"""

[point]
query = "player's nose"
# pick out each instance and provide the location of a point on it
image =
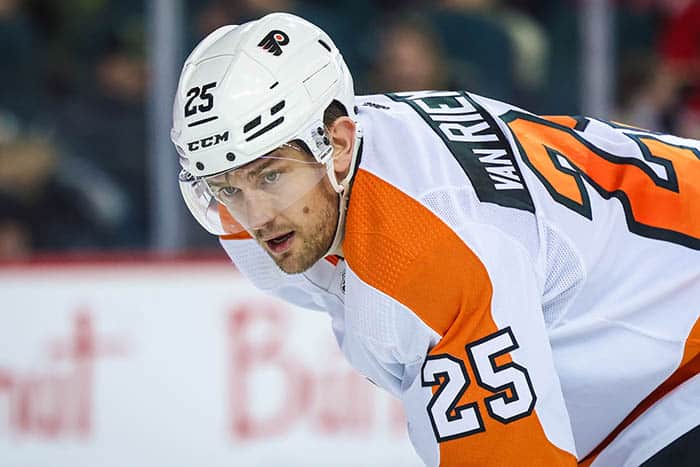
(259, 212)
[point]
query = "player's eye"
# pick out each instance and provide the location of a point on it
(227, 193)
(271, 177)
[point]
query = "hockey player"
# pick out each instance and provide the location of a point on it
(528, 286)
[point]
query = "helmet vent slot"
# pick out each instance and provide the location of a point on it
(277, 107)
(265, 129)
(252, 124)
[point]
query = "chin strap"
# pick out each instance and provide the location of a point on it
(343, 190)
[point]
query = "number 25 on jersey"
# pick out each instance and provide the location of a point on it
(513, 395)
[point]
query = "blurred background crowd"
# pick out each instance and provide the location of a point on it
(75, 81)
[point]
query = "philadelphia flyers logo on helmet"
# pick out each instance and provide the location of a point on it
(273, 42)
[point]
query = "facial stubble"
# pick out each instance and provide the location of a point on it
(315, 233)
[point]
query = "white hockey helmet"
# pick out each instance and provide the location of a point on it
(247, 90)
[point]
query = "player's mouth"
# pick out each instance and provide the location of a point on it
(281, 243)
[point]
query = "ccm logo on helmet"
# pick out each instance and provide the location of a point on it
(273, 41)
(207, 142)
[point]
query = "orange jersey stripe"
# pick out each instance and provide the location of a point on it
(689, 367)
(398, 246)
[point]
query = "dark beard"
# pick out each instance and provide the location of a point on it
(317, 239)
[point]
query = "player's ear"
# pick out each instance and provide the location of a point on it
(342, 135)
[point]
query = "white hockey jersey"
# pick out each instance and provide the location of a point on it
(528, 286)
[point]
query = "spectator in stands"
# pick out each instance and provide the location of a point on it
(21, 81)
(103, 125)
(409, 57)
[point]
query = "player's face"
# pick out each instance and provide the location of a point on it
(287, 204)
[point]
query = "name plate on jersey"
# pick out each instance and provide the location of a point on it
(476, 142)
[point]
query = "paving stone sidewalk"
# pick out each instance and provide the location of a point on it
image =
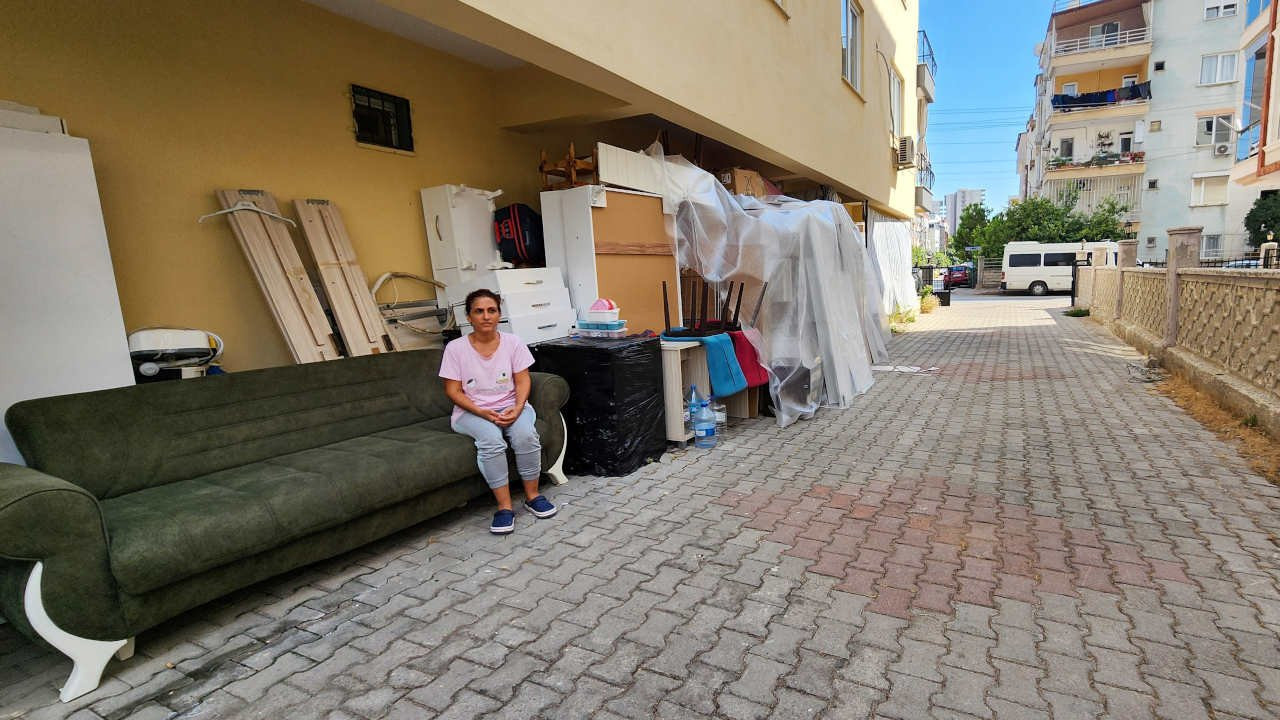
(1022, 533)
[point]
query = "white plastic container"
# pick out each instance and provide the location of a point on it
(602, 315)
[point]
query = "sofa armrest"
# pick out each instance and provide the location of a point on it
(51, 520)
(548, 393)
(44, 516)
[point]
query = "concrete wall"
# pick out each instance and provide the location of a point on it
(1226, 328)
(739, 71)
(1180, 36)
(181, 101)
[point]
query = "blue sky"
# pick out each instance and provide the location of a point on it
(984, 90)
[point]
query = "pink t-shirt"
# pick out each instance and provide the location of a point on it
(489, 382)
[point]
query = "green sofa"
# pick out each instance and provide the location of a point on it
(142, 502)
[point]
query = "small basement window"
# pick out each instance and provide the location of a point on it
(382, 119)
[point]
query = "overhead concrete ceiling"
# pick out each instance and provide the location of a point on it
(389, 19)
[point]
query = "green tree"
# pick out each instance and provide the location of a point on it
(1105, 222)
(1264, 217)
(969, 231)
(1043, 219)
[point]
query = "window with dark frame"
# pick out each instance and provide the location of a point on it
(382, 119)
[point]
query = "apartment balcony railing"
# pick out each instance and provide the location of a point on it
(1128, 95)
(1100, 160)
(1059, 5)
(1101, 41)
(924, 53)
(1247, 142)
(1091, 192)
(923, 172)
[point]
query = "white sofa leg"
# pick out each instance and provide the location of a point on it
(557, 470)
(127, 651)
(90, 657)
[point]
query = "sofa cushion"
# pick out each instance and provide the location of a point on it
(118, 441)
(170, 532)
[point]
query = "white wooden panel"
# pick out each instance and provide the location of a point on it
(572, 242)
(543, 326)
(525, 279)
(625, 168)
(59, 309)
(535, 301)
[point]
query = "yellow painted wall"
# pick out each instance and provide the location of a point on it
(737, 71)
(178, 100)
(1106, 78)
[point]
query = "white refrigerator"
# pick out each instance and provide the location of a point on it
(60, 323)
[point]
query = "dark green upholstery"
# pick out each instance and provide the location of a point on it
(146, 501)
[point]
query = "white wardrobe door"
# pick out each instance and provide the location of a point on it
(60, 323)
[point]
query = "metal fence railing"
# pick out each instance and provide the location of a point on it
(1100, 41)
(924, 53)
(1246, 261)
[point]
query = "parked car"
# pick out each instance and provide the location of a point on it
(1043, 267)
(958, 276)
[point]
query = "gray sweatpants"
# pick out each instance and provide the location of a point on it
(492, 446)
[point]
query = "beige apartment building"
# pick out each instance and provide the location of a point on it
(1091, 98)
(178, 100)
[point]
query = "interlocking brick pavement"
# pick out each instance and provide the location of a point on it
(1023, 533)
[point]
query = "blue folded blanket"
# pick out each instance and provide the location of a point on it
(722, 365)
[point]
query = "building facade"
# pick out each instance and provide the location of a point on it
(181, 101)
(1257, 149)
(1141, 101)
(958, 201)
(1191, 124)
(1083, 142)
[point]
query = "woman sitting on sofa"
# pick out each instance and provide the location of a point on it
(487, 377)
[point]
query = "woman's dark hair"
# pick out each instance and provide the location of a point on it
(478, 294)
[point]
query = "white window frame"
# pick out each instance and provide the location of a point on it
(1217, 74)
(851, 44)
(1221, 123)
(895, 101)
(1198, 186)
(1215, 9)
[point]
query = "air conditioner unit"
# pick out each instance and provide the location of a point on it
(905, 153)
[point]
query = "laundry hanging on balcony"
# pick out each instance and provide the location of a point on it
(1102, 98)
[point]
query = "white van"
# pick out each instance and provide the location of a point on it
(1045, 267)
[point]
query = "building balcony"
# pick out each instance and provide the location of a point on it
(1101, 164)
(1088, 194)
(927, 65)
(1096, 51)
(923, 183)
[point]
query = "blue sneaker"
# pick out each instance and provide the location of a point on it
(503, 522)
(540, 506)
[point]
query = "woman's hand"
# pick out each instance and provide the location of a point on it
(508, 417)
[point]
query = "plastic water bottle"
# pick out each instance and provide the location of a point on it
(721, 417)
(704, 427)
(690, 406)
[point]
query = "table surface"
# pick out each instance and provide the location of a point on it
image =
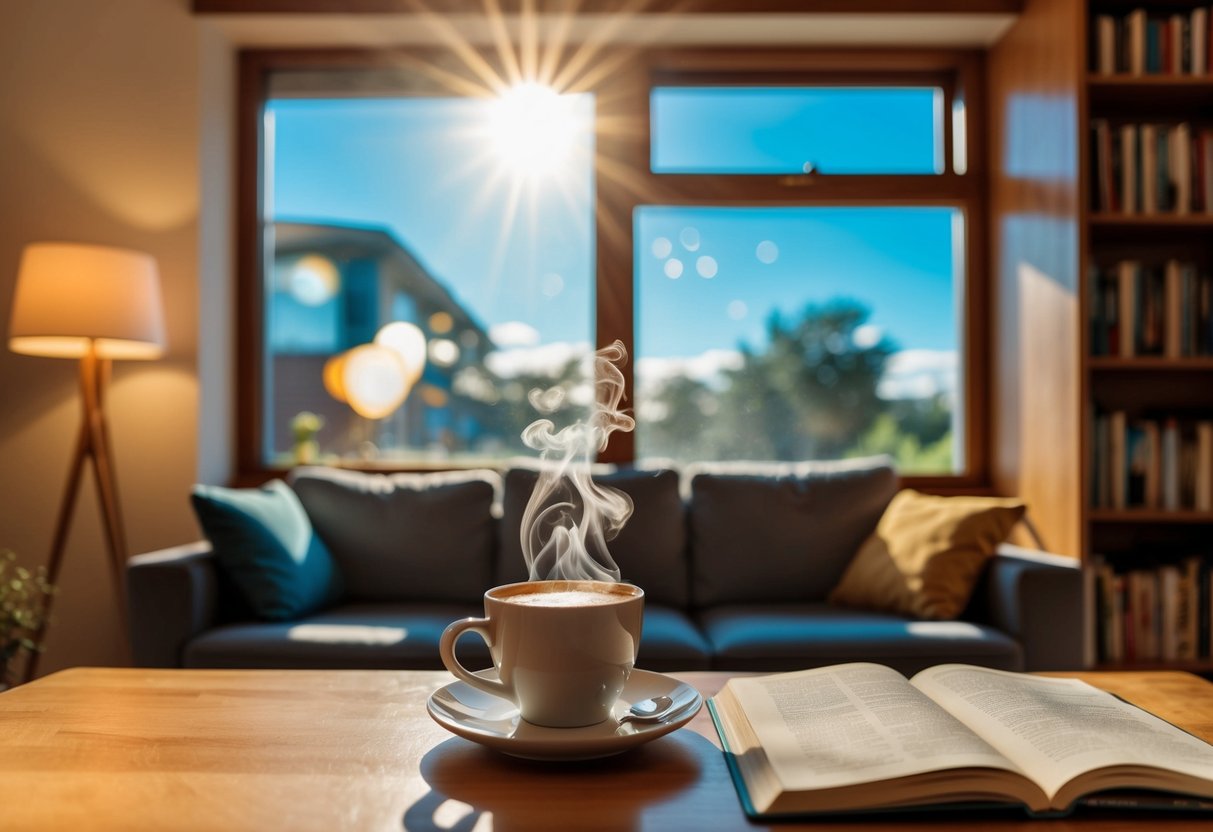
(127, 748)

"""

What the task asks: Extract every line of the items above that contains the string "window", copying each one in full.

Response to the exercise:
query = "small basement window"
query = "window with dark frame"
query = "white window frame"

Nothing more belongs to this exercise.